## Records provided

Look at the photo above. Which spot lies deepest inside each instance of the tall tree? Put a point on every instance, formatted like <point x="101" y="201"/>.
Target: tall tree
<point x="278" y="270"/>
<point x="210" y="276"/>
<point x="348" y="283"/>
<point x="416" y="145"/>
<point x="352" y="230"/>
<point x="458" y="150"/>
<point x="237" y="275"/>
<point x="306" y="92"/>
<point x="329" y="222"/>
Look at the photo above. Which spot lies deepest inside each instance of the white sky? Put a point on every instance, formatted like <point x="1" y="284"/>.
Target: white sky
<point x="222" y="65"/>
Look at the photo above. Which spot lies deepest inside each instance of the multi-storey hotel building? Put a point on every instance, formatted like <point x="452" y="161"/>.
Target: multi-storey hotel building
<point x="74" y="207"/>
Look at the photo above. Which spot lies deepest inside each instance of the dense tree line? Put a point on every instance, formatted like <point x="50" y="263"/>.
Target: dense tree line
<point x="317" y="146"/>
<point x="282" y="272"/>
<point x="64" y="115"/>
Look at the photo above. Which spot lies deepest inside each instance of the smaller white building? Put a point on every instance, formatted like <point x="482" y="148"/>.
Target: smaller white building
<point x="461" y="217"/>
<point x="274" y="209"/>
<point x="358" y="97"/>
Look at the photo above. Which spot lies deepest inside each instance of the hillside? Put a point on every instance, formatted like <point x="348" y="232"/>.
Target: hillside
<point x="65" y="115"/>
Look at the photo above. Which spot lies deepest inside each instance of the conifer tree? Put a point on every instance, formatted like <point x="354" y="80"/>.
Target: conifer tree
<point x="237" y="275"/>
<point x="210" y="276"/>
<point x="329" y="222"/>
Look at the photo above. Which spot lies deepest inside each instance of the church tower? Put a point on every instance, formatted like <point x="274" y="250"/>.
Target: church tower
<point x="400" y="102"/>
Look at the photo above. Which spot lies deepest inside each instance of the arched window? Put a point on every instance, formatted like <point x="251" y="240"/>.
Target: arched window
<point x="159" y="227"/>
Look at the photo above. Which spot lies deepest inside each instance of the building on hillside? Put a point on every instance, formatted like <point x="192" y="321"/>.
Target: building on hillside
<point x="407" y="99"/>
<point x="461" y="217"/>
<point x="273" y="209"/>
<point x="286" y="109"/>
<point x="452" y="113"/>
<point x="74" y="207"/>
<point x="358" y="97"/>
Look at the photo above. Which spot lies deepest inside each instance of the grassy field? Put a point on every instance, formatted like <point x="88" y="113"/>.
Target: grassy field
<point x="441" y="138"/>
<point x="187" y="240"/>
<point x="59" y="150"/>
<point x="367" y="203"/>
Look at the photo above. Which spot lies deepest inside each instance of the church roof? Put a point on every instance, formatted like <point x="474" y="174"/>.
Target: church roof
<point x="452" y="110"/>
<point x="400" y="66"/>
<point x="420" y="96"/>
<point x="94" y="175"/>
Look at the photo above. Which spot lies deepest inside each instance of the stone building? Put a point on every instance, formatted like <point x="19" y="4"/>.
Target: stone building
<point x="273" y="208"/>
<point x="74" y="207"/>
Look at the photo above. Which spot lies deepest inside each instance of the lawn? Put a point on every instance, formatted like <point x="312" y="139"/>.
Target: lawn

## Required work
Reproduce the data shown above exactly.

## Output of the exercise
Look at the photo above. Which spot lies deepest inside each instance of the tall tree? Put a point on every instance, formatted like <point x="101" y="201"/>.
Target: tall tree
<point x="278" y="270"/>
<point x="210" y="276"/>
<point x="348" y="283"/>
<point x="416" y="145"/>
<point x="352" y="230"/>
<point x="458" y="150"/>
<point x="237" y="275"/>
<point x="306" y="92"/>
<point x="329" y="222"/>
Look at the photo above. Which spot lies deepest inside each instance of the white sky? Put a point on every instance, formatted like <point x="1" y="284"/>.
Target: white sky
<point x="222" y="65"/>
Look at the photo above. Which spot lies deepest inside each instance of the multi-storey hotel building? Put a point on every instance, formatted like <point x="452" y="161"/>.
Target: multi-storey hotel building
<point x="74" y="207"/>
Look at the photo above. Which spot lies deepest inside each instance of the dense tree line? Put a point on every instance, formatted like <point x="50" y="263"/>.
Target: dense tree line
<point x="317" y="146"/>
<point x="282" y="272"/>
<point x="64" y="115"/>
Look at the photo above. Which spot lies deepest inside each instance of the smaller white building? Put a point on every instance, formatted like <point x="482" y="148"/>.
Target: smaller white building
<point x="461" y="217"/>
<point x="274" y="209"/>
<point x="358" y="97"/>
Look at the photo above. Which spot lies deepest inside each instance of the hillside? Put a point on every instance, formatted like <point x="348" y="232"/>.
Target: hillside
<point x="65" y="115"/>
Look at the photo above. Which spot lies deepest inside each instance of the conifer tree? Put a point on every instance, formatted like <point x="354" y="80"/>.
Target: conifer tree
<point x="237" y="275"/>
<point x="210" y="276"/>
<point x="329" y="222"/>
Look at the photo above. Which spot lies deepest inside each instance of the church tower? Put a point on every instance, formatted like <point x="274" y="250"/>.
Target: church tower
<point x="400" y="102"/>
Look at the photo above. Which spot lies deepest inside each instance of the arched window? Put a point on every instance, formatted like <point x="251" y="240"/>.
Target: arched window
<point x="159" y="227"/>
Look at the photo above. Which spot lies deepest inside each instance of the building on hillside? Put a point on every instance, formatted like <point x="192" y="321"/>.
Target: building on hillside
<point x="407" y="99"/>
<point x="461" y="217"/>
<point x="273" y="209"/>
<point x="286" y="109"/>
<point x="452" y="113"/>
<point x="74" y="207"/>
<point x="358" y="97"/>
Look at the photo above. Which spot lies deepest inside each instance of the grassy field? Put a point on every instance, formatted like <point x="88" y="113"/>.
Target: grassy field
<point x="441" y="138"/>
<point x="187" y="240"/>
<point x="59" y="150"/>
<point x="367" y="203"/>
Look at the photo above. Which spot lies deepest inside each instance of the church roof? Put a point on every instance, formatted like <point x="474" y="174"/>.
Target: church roof
<point x="452" y="110"/>
<point x="400" y="66"/>
<point x="420" y="96"/>
<point x="94" y="175"/>
Look at the photo above. Which spot lies deepest inside each instance of the stone building? Put a point on every instance, formatted like <point x="19" y="4"/>.
Target: stone building
<point x="273" y="208"/>
<point x="74" y="207"/>
Look at the photo above. Which spot lies deepest inside each instance of the lawn? Put a point on every instance, formatted like <point x="312" y="139"/>.
Target: lawn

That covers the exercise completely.